## SELECTED PASSAGE
********

I was investigating the inner working of appender, and I'm not 100% sure what it is doing with arrays of immutables is completely kosher.

However, I'm not 100% how arrays of immutables work.

In particular, since dynamic arrays can be appended to, by design, the elements can be mutated, right?
I mean, take this program:
//----
    immutable(int)[] arr = [1, 2];
    // data in memory [1, 2, 0, 0, 0, ...

    arr ~= 3;
    // data in memory [1, 2, 3, 0, 0, ...

    arr ~= 4;
    // data in memory [1, 2, 3, 4, 0, ...
//----
I don't actually know if the data is 0 initilized, but I figure it is irrelevent: The point is that the data *has* to be mutated for appending, so the data can't be immutable.

So my question is:
If I by-pass compiler protections via casting, is modifying the elements of a dynamic array* of immutables actually defined behavior ?

* Assuming GC allocated dynamic array, and not slice of static immutable array, for example.

http://dpaste.dzfl.pl/41eeeacf

On Wednesday, January 09, 2013 13:29:43 monarch_dodra wrote:
> I was investigating the inner working of appender, and I'm not 100% sure what it is doing with arrays of immutables is completely kosher.
> 
> However, I'm not 100% how arrays of immutables work.
> 
> In particular, since dynamic arrays can be appended to, by
> design, the elements can be mutated, right?
> I mean, take this program:
> //----
>      immutable(int)[] arr = [1, 2];
>      // data in memory [1, 2, 0, 0, 0, ...
> 
>      arr ~= 3;
>      // data in memory [1, 2, 3, 0, 0, ...
> 
>      arr ~= 4;
>      // data in memory [1, 2, 3, 4, 0, ...
> //----
> I don't actually know if the data is 0 initilized, but I figure
> it is irrelevent: The point is that the data *has* to be mutated
> for appending, so the data can't be immutable.
> 
> So my question is:
> If I by-pass compiler protections via casting, is modifying the
> elements of a dynamic array* of immutables actually defined
> behavior ?
> 
> * Assuming GC allocated dynamic array, and not slice of static immutable array, for example.
> 
> http://dpaste.dzfl.pl/41eeeacf

When you append to array, the elements being added are in untyped memory. So, no mutation of immutable anything is going on at all.

I don't know what Appender is doing, but casting away immutable and mutating anything is undefined behavior. However, if you _know_ that the data is actually mutable, then you can get away with it. It's still technically undefined behavior though. Pretty much the only place that it would make sense to do that that I can think of is with std.concurrency, but again, I don't know what Appender is doing.

- Jonathan M Davis

On Wednesday, 9 January 2013 at 12:38:13 UTC, Jonathan M Davis wrote:
>
> When you append to array, the elements being added are in untyped memory. So,
> no mutation of immutable anything is going on at all.

Ok, I guess that makes sense.

> I don't know what Appender is doing, but casting away immutable and mutating
> anything is undefined behavior. However, if you _know_ that the data is
> actually mutable, then you can get away with it. It's still technically
> undefined behavior though. Pretty much the only place that it would make sense
> to do that that I can think of is with std.concurrency, but again, I don't
> know what Appender is doing.

Hum...

********

## GIVEN INFORMATION

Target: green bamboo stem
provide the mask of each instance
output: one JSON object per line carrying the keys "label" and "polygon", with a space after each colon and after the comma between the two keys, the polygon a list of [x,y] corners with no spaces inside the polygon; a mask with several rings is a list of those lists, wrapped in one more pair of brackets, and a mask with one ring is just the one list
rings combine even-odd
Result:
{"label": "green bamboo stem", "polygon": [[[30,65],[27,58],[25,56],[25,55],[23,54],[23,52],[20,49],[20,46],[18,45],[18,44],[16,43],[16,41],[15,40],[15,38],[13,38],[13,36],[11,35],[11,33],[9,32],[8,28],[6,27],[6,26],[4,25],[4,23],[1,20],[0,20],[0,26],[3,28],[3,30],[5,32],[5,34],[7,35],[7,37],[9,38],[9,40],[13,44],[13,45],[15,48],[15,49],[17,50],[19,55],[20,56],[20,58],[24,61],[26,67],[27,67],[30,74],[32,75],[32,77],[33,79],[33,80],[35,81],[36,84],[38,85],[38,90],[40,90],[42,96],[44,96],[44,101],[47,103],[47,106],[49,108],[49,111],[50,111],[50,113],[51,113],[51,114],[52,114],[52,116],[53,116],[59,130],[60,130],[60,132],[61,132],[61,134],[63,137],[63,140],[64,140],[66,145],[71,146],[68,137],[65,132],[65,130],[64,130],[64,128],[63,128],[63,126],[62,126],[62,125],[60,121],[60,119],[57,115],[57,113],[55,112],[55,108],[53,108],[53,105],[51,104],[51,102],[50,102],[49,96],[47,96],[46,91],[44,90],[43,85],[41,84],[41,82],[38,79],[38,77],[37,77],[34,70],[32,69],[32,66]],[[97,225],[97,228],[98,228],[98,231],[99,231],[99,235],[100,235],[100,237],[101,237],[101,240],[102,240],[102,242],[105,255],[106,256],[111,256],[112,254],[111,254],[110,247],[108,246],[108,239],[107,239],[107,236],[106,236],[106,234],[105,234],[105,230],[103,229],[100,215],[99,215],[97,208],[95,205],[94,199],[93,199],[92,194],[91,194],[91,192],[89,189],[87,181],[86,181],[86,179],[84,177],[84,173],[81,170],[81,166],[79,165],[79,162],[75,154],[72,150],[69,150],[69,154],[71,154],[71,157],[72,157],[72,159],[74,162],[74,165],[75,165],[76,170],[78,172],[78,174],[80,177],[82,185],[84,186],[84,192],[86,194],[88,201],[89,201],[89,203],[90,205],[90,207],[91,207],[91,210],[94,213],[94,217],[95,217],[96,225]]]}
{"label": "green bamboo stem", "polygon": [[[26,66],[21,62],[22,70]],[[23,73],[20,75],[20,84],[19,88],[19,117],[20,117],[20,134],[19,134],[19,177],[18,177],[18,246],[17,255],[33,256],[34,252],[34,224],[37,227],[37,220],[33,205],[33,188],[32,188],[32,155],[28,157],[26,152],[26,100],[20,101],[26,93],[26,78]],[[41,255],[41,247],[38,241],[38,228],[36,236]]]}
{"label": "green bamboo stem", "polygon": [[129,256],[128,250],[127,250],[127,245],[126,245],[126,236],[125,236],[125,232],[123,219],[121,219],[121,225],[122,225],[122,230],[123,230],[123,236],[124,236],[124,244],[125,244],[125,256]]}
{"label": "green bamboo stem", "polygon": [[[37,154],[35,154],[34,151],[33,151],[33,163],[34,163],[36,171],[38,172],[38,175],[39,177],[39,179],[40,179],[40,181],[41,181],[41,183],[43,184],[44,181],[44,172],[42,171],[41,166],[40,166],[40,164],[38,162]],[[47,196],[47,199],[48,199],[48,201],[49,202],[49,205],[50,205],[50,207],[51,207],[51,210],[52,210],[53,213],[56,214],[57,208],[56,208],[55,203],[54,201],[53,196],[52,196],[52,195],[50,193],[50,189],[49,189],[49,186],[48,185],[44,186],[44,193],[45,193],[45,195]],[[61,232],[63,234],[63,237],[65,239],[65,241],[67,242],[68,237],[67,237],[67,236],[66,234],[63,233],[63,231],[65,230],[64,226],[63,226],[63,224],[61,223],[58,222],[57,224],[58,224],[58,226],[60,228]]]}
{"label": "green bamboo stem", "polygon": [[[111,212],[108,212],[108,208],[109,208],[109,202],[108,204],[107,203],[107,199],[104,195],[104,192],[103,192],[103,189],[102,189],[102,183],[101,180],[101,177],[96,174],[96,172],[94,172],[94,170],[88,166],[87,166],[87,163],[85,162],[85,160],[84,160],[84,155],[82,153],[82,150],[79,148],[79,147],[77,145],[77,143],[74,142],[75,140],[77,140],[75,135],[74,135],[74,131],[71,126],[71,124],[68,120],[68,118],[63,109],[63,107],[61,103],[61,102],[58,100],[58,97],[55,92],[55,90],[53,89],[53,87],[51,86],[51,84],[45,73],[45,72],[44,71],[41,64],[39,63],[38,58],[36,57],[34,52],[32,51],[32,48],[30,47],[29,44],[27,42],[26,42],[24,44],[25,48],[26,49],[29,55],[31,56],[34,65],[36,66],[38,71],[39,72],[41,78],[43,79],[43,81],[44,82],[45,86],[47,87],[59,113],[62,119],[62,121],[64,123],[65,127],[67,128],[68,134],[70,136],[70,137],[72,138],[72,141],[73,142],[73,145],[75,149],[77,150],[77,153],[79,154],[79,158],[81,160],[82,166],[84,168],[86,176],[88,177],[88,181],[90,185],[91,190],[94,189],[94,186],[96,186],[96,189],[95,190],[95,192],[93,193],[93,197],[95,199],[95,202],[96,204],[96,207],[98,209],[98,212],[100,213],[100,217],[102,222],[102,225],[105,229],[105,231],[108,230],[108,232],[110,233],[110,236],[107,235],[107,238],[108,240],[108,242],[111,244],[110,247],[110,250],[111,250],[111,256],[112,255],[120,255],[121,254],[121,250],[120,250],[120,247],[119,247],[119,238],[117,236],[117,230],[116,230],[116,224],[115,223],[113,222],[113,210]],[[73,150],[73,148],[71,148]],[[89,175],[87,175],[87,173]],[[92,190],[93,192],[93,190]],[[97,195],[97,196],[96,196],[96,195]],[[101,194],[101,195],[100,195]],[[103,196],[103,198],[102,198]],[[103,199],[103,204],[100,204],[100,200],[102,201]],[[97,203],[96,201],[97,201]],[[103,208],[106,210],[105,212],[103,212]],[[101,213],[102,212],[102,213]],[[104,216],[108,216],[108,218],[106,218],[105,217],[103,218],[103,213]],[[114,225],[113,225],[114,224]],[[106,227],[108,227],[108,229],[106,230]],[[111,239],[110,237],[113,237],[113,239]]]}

********

## TASK REQUIREMENTS
Please continue the forum thread about immutable arrays and Appender from where it stops. The listing is unrelated to the forum thread about immutable arrays and Appender.

## ANSWER TO THIS TASK
Appender uses "arr.length = arr.capacity" so as to mark the array as "used" so that if anybody tries to append to the array, it will not interfere with appender. Does this operation "make the memory typed"?

Here is a reduced test case of what appender does

http://dpaste.dzfl.pl/d8fce486

//----
import std.stdio;

void main()
{
    //The initial array
    immutable(int)[] arr1 = [0, 1, 2, 3];

    //The same array, aliased as mutable;
    int[] arr2 = cast(int[])arr1;

    //Change underlying range size so that other appends to arr1 cause relocation
    size_t capacity = arr1.capacity;
    if (capacity > arr1.length)
    {
        auto tmp = arr2;
        tmp.length = tmp.capacity;
        assert(arr2.ptr == tmp.ptr);
        assert(arr1.capacity == 0);
    }
    else
        assert(0); //To make sure we are actually testing something

    //Write to the not yet written but reserved to zone
    for ( ; arr2.length < capacity; )
    {
        immutable len = arr2.length;
        arr2.ptr[len] = cast(int)len; //HERE
        arr2 = arr2.ptr[0 .. len + 1];
    }

    //Check arr2
    writeln(arr2);
}
//----

The original line I am concerned about is "HERE": Is this a legal mutation?

On topic, the actual code in Appender looks like this
//----
//Type of item is "U", with "isImplicitlyConvertible!(U, T)"
_data.arr.ptr[len] = cast(Unqual!T)item;
//----
Worth noting is:
* This will bigtime fail if T has a constructor (should use emplace).
* Also, is that cast even legal?

If emplace is able to modify the user provided immutable array, then wouldn't it be better off storing an actual "T[]" (instead of (Unqual!T)[]): This would avoid any abusive use of casts, and preserve the qualified type, right?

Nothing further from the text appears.